The right of government employees against self-incrimination requires compulsion as a triggering mechanism for immunity against the use/derivative use of their statements in a criminal prosecution.i As with any statement implicating the Fifth Amendment privilege against self-incrimination, statements must also be incriminating and testimonial. 

In Harrison, the plaintiff, a deputy who had been terminated sued the county sheriff’s department from which he had been fired.  Deputy Michael Harrison had become the subject of an investigation into property that had been missing from the sheriff’s department property room.  The internal investigation ran concurrently with a criminal investigation into the missing items.  On three occasions, Deputy Harrison and other officers were called in to give statements to the deputies investigating the thefts.  Prior to each statement Deputy Harrison was afforded his “Garrity rights.”
          
After the three statements, Deputy Harrison was notified that a pre-disciplinary conference would take place.  “At this conference, Plaintiff was given a form explaining his Garrity rights but was informed that no statements were being compelled—he need not say anything.” Harrison’s attorney informed him that since no statements were being compelled, Garrity immunity did not exist.  Deputy Harrison exercised his Fifth Amendment privilege and remained silent.  Following the conference, Deputy Harrison was suspended without pay.  A second conference was held at which time Deputy Harrison again remained silent due to a lack of Garrity protection.  Although the criminal investigation concluded with no criminal charges brought against Harrison, he was terminated.
          
On appeal, Deputy Harrison claimed that his Fifth Amendment right against self-incrimination had been violated by the department’s refusal to provide Garrity protection at every stage of the administrative process.  In its review of the cases, the United States Court of Appeals for the 11th Circuit concluded, “Garrity only prohibits the compulsion of testimony that has not been immunized… In other words, the employee may not be both compelled to testify (or make a statement) and be required to waive his Fifth Amendment privilege…. An ‘employee’s rights are imperiled only by the combined risks of both compelling the employee to answer incriminating questions and compelling the employee to waive immunity from the use of those answers,’” in a criminal prosecution.  “The result of these prohibitions is that a public employee cannot be terminated solely for the exercise of his Fifth Amendment privilege.”  Conversely, a public employee’s statement, compelled under the threat of the loss of their job, cannot be used against that employee in a subsequent criminal trial.

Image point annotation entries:

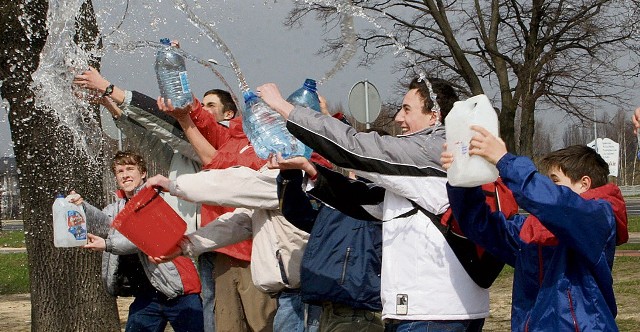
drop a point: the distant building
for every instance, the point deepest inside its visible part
(9, 189)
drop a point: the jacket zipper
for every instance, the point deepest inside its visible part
(283, 273)
(540, 266)
(573, 313)
(344, 265)
(284, 188)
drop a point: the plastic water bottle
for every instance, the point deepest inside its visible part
(171, 72)
(306, 96)
(69, 223)
(266, 129)
(466, 170)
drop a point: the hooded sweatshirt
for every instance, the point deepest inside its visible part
(562, 257)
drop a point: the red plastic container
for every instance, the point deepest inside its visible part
(150, 223)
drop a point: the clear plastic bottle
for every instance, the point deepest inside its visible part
(306, 96)
(171, 72)
(266, 129)
(69, 223)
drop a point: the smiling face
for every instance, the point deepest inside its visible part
(411, 117)
(128, 178)
(212, 104)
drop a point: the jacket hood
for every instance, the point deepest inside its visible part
(612, 194)
(235, 127)
(534, 232)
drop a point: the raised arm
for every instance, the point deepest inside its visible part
(203, 148)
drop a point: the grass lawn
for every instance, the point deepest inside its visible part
(12, 239)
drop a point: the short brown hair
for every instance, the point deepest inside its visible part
(445, 94)
(577, 161)
(128, 158)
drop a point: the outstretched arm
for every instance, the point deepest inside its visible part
(204, 149)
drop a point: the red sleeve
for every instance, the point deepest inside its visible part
(215, 133)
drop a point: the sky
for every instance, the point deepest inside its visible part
(264, 49)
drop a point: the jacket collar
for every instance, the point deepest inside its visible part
(534, 232)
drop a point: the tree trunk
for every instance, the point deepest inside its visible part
(66, 288)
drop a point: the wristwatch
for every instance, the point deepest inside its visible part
(108, 91)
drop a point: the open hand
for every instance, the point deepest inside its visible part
(164, 259)
(487, 146)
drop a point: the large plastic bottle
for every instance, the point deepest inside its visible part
(171, 72)
(466, 170)
(69, 223)
(266, 129)
(306, 96)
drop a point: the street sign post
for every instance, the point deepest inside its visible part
(364, 102)
(609, 151)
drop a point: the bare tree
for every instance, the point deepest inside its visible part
(541, 140)
(66, 291)
(538, 54)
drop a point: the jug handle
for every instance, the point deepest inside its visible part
(142, 205)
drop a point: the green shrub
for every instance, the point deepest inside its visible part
(12, 239)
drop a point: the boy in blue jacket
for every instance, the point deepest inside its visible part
(563, 252)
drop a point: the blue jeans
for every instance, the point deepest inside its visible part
(151, 312)
(434, 325)
(205, 271)
(292, 314)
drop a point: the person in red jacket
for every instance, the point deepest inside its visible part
(240, 306)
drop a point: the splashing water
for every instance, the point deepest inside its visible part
(348, 32)
(60, 59)
(132, 46)
(209, 31)
(356, 11)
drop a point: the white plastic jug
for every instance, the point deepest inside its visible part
(466, 170)
(69, 224)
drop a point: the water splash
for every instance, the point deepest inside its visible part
(349, 46)
(209, 30)
(60, 60)
(133, 45)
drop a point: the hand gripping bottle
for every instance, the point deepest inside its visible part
(69, 223)
(306, 96)
(266, 129)
(466, 170)
(172, 75)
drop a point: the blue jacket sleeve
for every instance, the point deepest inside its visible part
(492, 231)
(295, 205)
(584, 225)
(346, 195)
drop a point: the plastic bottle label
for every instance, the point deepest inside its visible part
(184, 82)
(76, 225)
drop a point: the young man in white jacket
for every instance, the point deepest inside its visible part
(423, 284)
(278, 246)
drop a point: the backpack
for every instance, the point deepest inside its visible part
(482, 267)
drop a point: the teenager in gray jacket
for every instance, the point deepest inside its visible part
(167, 292)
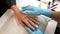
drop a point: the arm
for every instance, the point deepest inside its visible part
(23, 19)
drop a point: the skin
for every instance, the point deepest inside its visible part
(56, 16)
(24, 19)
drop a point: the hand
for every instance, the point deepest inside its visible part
(36, 11)
(36, 31)
(24, 19)
(27, 20)
(53, 7)
(56, 16)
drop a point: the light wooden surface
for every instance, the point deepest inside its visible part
(9, 24)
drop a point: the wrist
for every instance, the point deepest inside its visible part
(53, 14)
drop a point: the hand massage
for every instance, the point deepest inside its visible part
(28, 16)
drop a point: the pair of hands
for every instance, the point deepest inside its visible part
(35, 11)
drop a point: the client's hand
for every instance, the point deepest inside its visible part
(35, 31)
(28, 20)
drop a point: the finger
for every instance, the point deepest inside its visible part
(27, 7)
(20, 22)
(28, 24)
(32, 23)
(36, 22)
(34, 18)
(54, 5)
(28, 29)
(53, 8)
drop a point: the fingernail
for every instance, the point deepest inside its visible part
(36, 26)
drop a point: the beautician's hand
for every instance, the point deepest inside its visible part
(53, 7)
(56, 16)
(36, 31)
(24, 19)
(35, 10)
(30, 9)
(28, 21)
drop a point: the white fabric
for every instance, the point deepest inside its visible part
(9, 24)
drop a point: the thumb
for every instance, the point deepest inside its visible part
(29, 7)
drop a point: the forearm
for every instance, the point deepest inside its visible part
(16, 10)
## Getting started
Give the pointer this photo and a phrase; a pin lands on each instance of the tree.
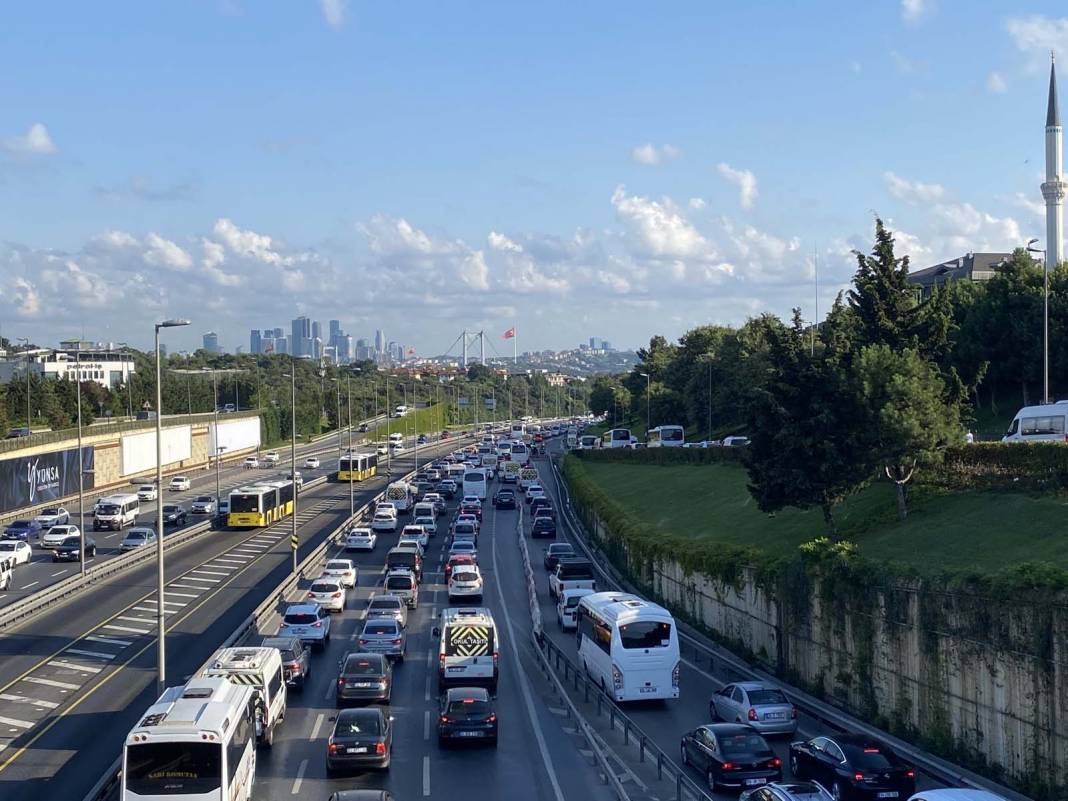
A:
(911, 419)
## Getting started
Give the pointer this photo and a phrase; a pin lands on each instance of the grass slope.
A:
(943, 532)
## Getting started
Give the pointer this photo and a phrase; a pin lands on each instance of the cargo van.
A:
(1039, 424)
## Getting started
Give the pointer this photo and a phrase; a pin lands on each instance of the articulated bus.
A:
(357, 467)
(666, 436)
(261, 504)
(195, 742)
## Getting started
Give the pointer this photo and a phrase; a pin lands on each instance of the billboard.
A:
(27, 481)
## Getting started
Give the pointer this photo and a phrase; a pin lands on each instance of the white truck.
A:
(571, 574)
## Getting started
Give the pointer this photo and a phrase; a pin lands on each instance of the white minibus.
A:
(629, 646)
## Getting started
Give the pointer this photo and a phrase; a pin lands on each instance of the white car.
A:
(16, 550)
(465, 582)
(328, 593)
(383, 521)
(52, 516)
(360, 539)
(57, 534)
(341, 569)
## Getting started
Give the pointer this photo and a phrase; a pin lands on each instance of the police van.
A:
(467, 648)
(262, 670)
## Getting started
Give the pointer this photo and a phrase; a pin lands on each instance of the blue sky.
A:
(586, 169)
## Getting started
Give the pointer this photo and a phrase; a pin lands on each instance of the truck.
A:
(571, 574)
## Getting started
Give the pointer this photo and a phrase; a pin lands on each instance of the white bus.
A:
(197, 741)
(666, 436)
(474, 483)
(629, 646)
(616, 438)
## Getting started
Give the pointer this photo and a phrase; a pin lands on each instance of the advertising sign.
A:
(28, 481)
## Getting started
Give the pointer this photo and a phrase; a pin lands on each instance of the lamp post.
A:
(160, 624)
(1046, 319)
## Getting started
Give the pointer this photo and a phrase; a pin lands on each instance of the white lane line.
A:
(300, 776)
(26, 700)
(98, 654)
(51, 682)
(523, 684)
(109, 641)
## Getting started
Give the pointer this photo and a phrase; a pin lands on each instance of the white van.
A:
(116, 512)
(1039, 424)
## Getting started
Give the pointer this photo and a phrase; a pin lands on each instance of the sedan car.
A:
(467, 713)
(361, 738)
(554, 552)
(21, 530)
(203, 505)
(52, 516)
(383, 635)
(363, 677)
(853, 766)
(178, 484)
(69, 549)
(763, 706)
(174, 514)
(731, 755)
(328, 593)
(360, 539)
(137, 537)
(20, 553)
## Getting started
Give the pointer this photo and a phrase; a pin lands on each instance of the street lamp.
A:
(1046, 320)
(160, 624)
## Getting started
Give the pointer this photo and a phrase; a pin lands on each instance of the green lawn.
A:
(943, 532)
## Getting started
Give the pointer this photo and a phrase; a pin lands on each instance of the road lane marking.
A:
(300, 776)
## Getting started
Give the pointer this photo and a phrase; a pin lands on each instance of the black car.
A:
(554, 552)
(296, 659)
(731, 755)
(363, 677)
(467, 715)
(361, 738)
(505, 499)
(853, 766)
(174, 514)
(69, 549)
(544, 527)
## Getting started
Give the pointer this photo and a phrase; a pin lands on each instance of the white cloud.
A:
(1036, 35)
(744, 179)
(650, 155)
(333, 12)
(912, 191)
(913, 11)
(34, 142)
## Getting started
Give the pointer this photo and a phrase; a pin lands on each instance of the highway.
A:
(74, 679)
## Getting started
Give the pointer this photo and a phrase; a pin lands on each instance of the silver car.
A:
(383, 635)
(764, 707)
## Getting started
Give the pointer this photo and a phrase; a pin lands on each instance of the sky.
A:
(597, 169)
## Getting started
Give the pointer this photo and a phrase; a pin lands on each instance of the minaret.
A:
(1054, 188)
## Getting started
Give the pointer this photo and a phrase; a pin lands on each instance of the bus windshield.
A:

**TASKS**
[1] Reproduce the text about Garrity rights from "After the three" up to and including "he was terminated.".
[2] Write what comes next in the text about Garrity rights, starting after its last sentence.
The items have no connection to the text about Garrity rights.

**TASK-BY-TASK RESULTS**
[1]
After the three statements, Deputy Harrison was notified that a pre-disciplinary conference would take place.  “At this conference, Plaintiff was given a form explaining his Garrity rights but was informed that no statements were being compelled—he need not say anything.” Harrison’s attorney informed him that since no statements were being compelled, Garrity immunity did not exist.  Deputy Harrison exercised his Fifth Amendment privilege and remained silent.  Following the conference, Deputy Harrison was suspended without pay.  A second conference was held at which time Deputy Harrison again remained silent due to a lack of Garrity protection.  Although the criminal investigation concluded with no criminal charges brought against Harrison, he was terminated.

[2]
Not Every Consequence of Invoking the Fifth Amendment Privilege is Sufficiently Severe to Amount to Coercion

           A disciplinary action, short of termination may not be viewed as coercion to waive the Fifth Amendment privilege against self-incrimination.ii  In the Chan case, an officer won a judgment against the Chicago Police Department after he was transferred from a prestigious assignment following his refusal to answer questions before a grand jury based upon his Fifth Amendment privilege against self-incrimination.   Prior to his transfer Officer Chan was assigned to the Intelligence Division of the Chicago Police Department and was detailed to a multi-jurisdictional task force on terrorists.  In that assignment, Officer Chan had a take-home car and received significant overtime pay.  He lost these two benefits after his transfer.

In overturning the judgment for Officer Chan the United States Court of Appeals for the 7th Circuit concluded that the “jurisprudence of the Supreme Court and this court also makes clear that not every consequence of invoking the Fifth Amendment is considered sufficiently severe to amount to coercion to waive the right.  Rather, the effect must be sufficiently severe to be ‘capable of forcing the self-incrimination which the amendment forbids’ (cite omitted).”   The court noted that Chan only lost the two incidental benefits, overtime and take-home car that went with his previous position and concluded that Deputy Superintendent Wodnicki was entitled to qualified immunity with respect to his transfer of Chan.

 Refusing To Answer Following a Grant of Immunity

“If appellant, a policeman, had refused to answer questions specifically, directly, and narrowly relating to the performance of his official duties, without being required to waive his immunity with respect to the use of his answers or the fruits thereof in a criminal prosecution of himself, Garrity v. New Jersey, supra, the privilege against self-incrimination would not have been a bar to his dismissal.” Gardner v. Broderick, 392 U.S. 273 (1968).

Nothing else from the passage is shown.